→ **GIVEN RECORDS**:
>>>

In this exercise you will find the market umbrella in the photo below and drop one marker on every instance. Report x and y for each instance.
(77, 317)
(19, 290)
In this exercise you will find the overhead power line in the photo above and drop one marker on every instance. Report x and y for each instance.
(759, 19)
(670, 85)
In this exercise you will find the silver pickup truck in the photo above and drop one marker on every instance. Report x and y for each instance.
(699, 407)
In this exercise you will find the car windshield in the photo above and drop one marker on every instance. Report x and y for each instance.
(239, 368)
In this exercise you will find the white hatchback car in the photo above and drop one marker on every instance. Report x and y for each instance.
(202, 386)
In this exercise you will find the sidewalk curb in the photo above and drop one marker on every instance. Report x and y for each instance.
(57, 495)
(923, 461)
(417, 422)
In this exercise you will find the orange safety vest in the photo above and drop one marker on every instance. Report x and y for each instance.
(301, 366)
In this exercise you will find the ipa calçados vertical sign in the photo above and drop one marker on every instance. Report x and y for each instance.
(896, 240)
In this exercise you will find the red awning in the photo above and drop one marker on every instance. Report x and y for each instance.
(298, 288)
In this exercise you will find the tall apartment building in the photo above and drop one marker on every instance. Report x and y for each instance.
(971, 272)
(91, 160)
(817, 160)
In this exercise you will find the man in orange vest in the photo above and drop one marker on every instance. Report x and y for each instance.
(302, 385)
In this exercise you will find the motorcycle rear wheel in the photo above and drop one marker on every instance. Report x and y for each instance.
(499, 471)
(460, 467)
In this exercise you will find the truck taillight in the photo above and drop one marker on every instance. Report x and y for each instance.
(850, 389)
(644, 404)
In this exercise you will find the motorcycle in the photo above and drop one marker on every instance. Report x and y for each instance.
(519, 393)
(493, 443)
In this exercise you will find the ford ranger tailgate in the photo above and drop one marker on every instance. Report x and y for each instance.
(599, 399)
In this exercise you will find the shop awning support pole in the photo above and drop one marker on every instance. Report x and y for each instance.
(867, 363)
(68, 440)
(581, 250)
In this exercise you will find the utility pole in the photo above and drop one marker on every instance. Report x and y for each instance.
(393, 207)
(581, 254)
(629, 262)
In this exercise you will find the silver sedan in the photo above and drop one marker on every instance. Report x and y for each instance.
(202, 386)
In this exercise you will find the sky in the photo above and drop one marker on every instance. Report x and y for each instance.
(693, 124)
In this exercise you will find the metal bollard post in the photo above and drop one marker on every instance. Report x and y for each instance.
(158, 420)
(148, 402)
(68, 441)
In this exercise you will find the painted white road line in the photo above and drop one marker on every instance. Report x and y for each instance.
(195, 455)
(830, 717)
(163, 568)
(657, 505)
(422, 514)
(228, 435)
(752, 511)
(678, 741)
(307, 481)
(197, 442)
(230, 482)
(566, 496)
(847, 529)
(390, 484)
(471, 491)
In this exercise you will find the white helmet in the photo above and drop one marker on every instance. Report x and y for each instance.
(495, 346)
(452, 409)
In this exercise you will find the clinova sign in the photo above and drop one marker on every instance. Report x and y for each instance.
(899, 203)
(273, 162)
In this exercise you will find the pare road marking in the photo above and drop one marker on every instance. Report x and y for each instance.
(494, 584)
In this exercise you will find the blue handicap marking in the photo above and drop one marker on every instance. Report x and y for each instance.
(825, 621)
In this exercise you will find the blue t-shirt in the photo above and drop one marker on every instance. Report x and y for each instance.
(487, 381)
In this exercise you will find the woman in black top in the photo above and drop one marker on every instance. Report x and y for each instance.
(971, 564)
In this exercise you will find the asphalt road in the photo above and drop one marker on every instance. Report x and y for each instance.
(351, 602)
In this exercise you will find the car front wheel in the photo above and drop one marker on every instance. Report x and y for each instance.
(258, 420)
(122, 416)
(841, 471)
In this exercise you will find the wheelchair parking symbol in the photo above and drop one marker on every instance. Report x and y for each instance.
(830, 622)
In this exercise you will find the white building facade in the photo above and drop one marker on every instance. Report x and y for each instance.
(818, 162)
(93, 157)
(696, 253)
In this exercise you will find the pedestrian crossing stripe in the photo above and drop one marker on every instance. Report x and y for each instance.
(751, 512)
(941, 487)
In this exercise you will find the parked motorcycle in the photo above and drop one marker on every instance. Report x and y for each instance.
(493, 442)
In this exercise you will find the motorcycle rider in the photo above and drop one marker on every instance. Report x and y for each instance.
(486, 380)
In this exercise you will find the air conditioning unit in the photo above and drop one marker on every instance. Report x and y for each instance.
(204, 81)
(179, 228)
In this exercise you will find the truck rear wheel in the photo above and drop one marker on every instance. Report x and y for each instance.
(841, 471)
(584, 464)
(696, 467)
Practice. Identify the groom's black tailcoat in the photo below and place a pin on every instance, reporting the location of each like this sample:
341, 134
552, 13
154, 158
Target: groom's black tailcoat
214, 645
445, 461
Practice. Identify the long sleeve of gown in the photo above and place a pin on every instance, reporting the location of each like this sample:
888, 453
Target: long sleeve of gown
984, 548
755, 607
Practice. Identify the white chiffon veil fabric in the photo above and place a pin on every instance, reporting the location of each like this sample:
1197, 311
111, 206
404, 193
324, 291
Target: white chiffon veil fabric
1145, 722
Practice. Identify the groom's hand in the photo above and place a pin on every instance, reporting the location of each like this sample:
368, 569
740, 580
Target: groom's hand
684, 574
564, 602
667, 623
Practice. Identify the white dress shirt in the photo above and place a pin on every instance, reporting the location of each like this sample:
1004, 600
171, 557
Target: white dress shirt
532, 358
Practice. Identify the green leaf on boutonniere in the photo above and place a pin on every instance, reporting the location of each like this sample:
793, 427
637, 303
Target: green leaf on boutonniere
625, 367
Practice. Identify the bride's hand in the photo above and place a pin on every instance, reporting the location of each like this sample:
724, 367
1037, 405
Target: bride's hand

<<<

→ **EXERCISE PROMPT**: The expected answer is the lines from the one containing "Target: long sleeve of gown" through the end of the material, reproduced exactly with both ends kept.

→ **TASK ANSWER**:
Target: long sleeve of gown
984, 548
755, 607
Practice. Identify the white chiffon veil fabric in the photo above and place a pin on every instance, reporting the location of each like this sample:
1197, 311
111, 206
404, 193
324, 291
Target: white chiffon veil fabric
1145, 722
Practice. Identify the groom's hand in the photo above and place a pin on every instance, reporting the location of each like this sample:
368, 569
740, 580
Target: groom's hand
684, 574
564, 602
667, 623
Practice. Identify the white dress shirt in the photo above and place a pin on every instance, reporting the location of each like this sample:
1004, 600
171, 557
Target: white dress shirt
532, 358
Practice. Identify the green leaf on boutonniere in the photo above and place a pin on every instance, reporting the location of each like this sample:
793, 427
637, 303
Target: green leaf on boutonniere
625, 367
Practice. Identify the bride's hand in the photo above and place a pin on every instance, reporting the location of each like this sample:
724, 367
1037, 405
Target: bride's hand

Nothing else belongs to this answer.